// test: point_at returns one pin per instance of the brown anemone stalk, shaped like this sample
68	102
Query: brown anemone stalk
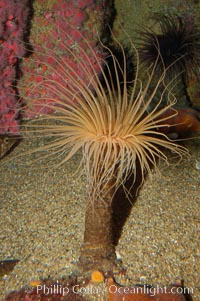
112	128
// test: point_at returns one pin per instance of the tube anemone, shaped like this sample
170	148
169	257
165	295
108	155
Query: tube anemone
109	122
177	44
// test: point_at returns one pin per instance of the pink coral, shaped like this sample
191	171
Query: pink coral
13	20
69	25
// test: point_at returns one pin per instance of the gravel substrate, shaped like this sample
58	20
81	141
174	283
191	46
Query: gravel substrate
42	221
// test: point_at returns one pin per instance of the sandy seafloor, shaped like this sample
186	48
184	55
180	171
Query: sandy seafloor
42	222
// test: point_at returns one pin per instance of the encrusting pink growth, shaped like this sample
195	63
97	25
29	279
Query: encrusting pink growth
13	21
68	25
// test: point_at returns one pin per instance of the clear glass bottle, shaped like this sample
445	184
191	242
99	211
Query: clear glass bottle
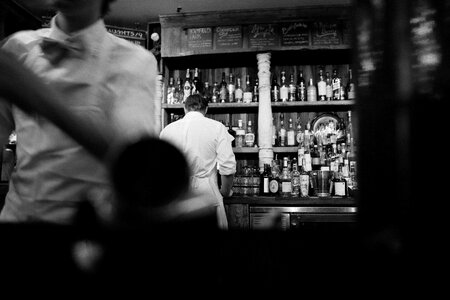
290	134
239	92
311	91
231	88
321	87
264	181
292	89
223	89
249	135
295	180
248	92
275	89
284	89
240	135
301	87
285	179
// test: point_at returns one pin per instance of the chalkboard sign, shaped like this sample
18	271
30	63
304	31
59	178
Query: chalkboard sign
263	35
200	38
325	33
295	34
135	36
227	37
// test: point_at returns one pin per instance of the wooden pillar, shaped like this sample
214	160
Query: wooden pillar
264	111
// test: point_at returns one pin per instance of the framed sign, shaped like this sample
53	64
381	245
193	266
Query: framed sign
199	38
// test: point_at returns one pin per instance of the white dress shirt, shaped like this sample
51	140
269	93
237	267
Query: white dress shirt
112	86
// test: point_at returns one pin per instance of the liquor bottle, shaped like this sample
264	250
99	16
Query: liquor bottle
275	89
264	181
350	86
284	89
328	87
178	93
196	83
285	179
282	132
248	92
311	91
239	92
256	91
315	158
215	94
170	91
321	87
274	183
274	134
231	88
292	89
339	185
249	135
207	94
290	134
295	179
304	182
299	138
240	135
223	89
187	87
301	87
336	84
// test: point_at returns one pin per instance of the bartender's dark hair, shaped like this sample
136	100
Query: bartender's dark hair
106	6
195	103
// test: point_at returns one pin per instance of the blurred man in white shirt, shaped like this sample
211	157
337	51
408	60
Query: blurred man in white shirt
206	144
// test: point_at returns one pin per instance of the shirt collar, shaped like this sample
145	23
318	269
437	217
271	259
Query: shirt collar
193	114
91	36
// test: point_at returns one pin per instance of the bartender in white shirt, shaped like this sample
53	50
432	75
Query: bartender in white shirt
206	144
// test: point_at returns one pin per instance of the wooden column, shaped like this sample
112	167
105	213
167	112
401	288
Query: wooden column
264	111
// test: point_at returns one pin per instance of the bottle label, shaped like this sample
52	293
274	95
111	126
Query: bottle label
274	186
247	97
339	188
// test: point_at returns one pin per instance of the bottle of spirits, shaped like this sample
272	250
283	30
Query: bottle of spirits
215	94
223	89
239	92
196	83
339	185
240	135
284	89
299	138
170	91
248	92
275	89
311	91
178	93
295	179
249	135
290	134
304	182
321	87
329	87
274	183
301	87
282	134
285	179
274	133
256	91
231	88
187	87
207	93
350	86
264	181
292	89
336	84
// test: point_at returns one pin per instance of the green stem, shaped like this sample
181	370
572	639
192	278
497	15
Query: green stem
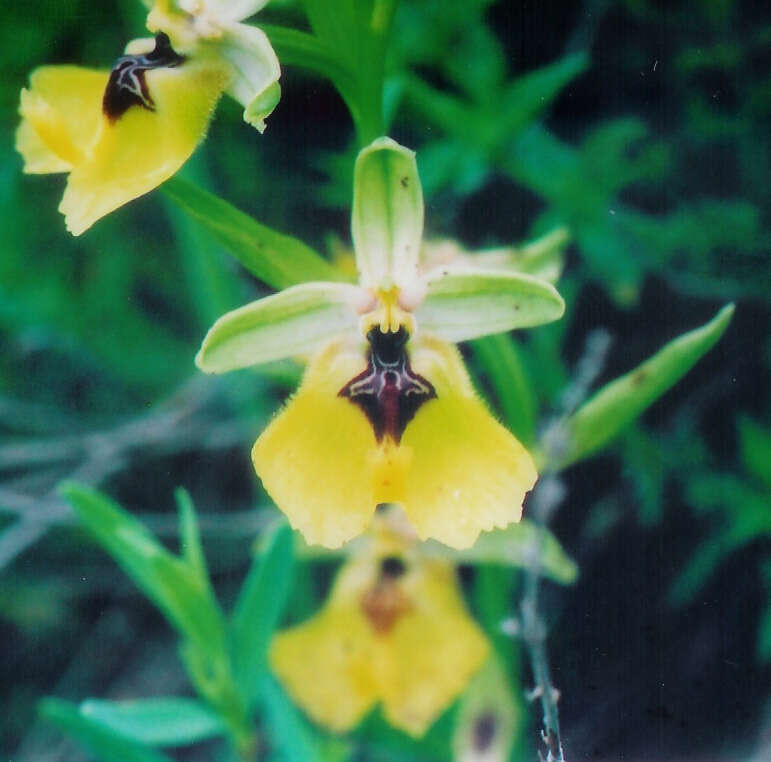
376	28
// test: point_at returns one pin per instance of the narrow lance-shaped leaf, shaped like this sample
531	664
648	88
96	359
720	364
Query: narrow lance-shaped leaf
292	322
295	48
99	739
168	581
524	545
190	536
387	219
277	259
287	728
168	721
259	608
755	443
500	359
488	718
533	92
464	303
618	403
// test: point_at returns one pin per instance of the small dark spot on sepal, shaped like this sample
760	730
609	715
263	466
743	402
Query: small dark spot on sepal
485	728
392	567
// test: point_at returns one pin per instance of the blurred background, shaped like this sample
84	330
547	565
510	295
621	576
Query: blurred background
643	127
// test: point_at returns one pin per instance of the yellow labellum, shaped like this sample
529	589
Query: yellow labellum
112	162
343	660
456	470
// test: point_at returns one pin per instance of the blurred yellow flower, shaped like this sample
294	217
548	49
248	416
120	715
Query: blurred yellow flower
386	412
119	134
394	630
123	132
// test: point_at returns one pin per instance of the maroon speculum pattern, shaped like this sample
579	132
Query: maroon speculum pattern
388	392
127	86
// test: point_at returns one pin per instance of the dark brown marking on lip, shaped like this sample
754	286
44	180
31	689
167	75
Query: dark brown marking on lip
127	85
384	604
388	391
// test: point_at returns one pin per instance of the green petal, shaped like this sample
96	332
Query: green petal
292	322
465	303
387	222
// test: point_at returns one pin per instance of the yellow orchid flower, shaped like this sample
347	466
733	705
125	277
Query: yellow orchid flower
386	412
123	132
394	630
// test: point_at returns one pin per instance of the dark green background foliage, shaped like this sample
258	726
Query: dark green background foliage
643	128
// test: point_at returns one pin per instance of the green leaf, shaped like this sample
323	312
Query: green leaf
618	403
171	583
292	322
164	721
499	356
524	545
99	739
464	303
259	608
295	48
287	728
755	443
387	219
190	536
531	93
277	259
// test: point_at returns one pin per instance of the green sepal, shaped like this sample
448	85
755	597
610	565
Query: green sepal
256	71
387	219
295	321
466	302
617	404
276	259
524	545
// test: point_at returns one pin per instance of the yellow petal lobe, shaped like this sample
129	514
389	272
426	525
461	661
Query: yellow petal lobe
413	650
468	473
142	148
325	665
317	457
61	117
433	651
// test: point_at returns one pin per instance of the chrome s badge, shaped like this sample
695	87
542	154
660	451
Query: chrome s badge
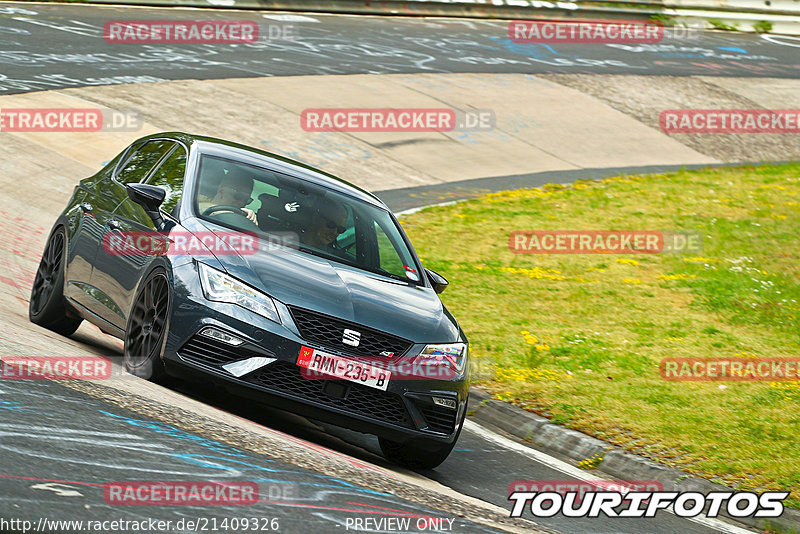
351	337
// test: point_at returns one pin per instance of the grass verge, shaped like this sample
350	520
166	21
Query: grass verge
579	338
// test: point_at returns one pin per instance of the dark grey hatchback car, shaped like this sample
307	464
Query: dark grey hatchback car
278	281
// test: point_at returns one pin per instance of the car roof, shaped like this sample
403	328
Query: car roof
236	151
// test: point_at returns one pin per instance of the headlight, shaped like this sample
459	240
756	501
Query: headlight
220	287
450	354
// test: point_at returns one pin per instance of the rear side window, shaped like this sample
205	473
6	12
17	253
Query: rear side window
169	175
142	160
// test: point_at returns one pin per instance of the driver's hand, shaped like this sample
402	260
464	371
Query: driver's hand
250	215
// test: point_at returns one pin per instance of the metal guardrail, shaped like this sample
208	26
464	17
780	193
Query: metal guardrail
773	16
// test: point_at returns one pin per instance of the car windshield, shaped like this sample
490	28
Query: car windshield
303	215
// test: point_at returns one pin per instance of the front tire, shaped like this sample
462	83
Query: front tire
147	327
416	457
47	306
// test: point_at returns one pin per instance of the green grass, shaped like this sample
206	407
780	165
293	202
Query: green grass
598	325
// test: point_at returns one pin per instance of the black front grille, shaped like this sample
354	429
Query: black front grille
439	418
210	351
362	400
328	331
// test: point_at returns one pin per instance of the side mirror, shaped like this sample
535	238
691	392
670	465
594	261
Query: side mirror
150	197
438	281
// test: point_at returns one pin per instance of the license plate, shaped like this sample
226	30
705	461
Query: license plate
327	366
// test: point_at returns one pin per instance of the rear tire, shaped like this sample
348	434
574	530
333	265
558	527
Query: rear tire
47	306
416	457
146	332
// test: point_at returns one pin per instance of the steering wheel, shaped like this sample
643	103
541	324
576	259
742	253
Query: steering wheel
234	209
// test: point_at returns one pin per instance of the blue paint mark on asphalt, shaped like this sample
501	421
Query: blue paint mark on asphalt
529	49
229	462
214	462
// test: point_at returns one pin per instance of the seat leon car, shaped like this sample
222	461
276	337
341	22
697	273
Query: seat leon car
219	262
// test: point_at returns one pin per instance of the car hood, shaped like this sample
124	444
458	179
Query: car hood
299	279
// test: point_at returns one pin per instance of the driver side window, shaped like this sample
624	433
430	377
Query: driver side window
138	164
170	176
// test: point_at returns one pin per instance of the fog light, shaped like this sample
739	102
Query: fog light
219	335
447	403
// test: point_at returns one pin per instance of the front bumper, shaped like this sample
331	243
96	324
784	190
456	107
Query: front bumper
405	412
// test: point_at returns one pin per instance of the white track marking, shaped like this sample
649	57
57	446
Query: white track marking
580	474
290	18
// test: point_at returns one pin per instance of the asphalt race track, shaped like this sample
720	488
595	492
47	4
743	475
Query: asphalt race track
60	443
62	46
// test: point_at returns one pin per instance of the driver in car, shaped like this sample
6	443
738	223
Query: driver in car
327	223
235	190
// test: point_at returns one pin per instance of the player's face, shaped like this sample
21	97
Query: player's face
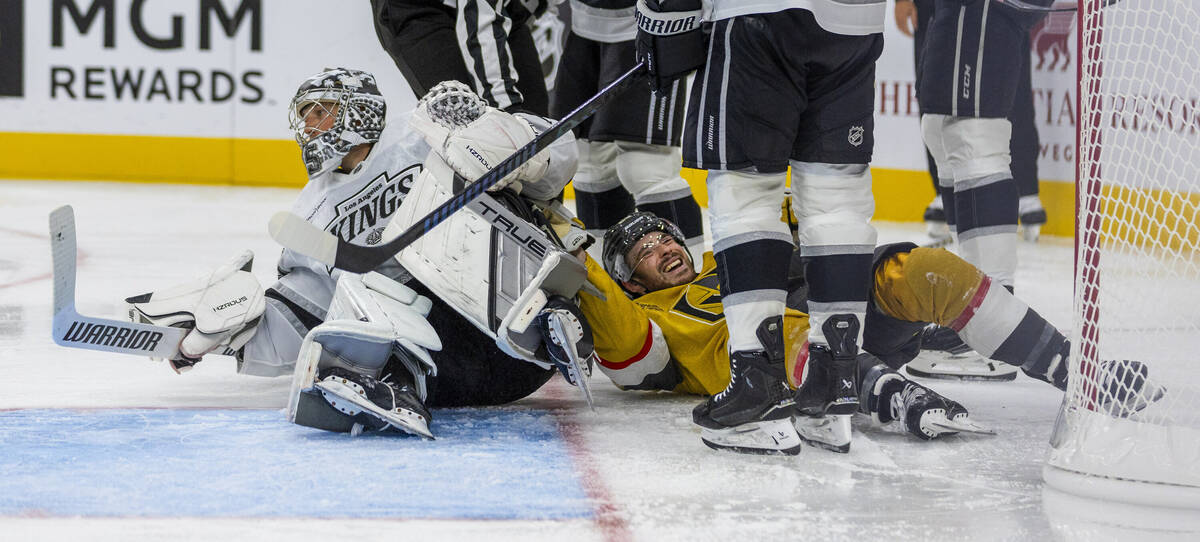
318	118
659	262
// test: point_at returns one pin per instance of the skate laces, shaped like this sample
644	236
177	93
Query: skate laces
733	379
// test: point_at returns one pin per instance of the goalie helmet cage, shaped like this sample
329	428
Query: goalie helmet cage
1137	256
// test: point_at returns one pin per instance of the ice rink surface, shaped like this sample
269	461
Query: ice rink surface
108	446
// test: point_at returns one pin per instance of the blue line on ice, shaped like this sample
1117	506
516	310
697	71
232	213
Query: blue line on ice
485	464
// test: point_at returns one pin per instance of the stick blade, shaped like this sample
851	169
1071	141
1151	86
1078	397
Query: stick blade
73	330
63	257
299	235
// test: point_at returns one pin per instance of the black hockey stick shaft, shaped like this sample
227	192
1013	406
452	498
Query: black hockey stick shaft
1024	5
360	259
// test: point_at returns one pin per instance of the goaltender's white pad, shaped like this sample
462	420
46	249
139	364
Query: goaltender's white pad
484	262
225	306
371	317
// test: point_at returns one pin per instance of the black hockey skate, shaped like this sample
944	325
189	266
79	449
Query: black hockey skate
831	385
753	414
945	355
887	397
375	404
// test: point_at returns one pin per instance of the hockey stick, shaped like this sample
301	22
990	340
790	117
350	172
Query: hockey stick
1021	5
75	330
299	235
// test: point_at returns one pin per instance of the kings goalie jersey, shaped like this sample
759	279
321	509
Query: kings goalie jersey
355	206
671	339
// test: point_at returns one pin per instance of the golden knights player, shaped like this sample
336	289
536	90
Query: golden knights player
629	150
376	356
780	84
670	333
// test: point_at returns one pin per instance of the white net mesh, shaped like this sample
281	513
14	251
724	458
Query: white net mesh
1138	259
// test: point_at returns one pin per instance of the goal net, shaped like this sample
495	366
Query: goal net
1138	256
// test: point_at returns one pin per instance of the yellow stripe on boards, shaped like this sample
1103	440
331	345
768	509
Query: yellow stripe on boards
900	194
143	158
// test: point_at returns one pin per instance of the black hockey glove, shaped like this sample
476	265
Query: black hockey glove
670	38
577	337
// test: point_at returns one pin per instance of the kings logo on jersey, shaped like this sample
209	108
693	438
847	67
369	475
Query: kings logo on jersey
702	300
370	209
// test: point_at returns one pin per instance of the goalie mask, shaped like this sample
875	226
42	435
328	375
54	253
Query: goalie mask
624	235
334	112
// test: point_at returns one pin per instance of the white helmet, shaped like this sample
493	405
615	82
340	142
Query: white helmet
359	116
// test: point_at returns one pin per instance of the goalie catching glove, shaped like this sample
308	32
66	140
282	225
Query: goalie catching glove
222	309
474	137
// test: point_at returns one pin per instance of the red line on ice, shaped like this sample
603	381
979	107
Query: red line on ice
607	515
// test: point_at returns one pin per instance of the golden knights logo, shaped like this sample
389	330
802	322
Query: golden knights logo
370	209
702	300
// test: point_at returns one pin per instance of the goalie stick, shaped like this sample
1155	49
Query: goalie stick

********************

■ **STATED PROBLEM**: Exactly reproduce the lines that run from the line with "mask, shaped like this sample" through the last line of the records, inclusive.

■ **FINAL ANSWER**:
// test: point_at returns one pin per instance of the goalie mask, shaped like this sample
875	226
42	435
328	375
54	253
Query: goalie mask
624	235
334	112
// test: point_at returns one pin per instance of the white helmet, shaped like this sample
493	405
615	82
340	142
Query: white helmet
359	116
// test: point_at returns one pin per instance of the goalie catching glove, shaped like this sample
308	32
66	140
282	225
Query: goalie catching glove
222	309
474	137
// test: point_at returns one pin per instance of the red line on ice, shaped like this sample
603	381
979	107
Query: red line on ice
607	515
// test: point_at returns one pin per instance of the golden knights logo, shaped like this sample
389	330
802	322
Query: golden knights logo
370	209
702	300
// test: point_at returns one pin per instance of the goalie stick, shaped like this sample
1155	49
Query: goalie stick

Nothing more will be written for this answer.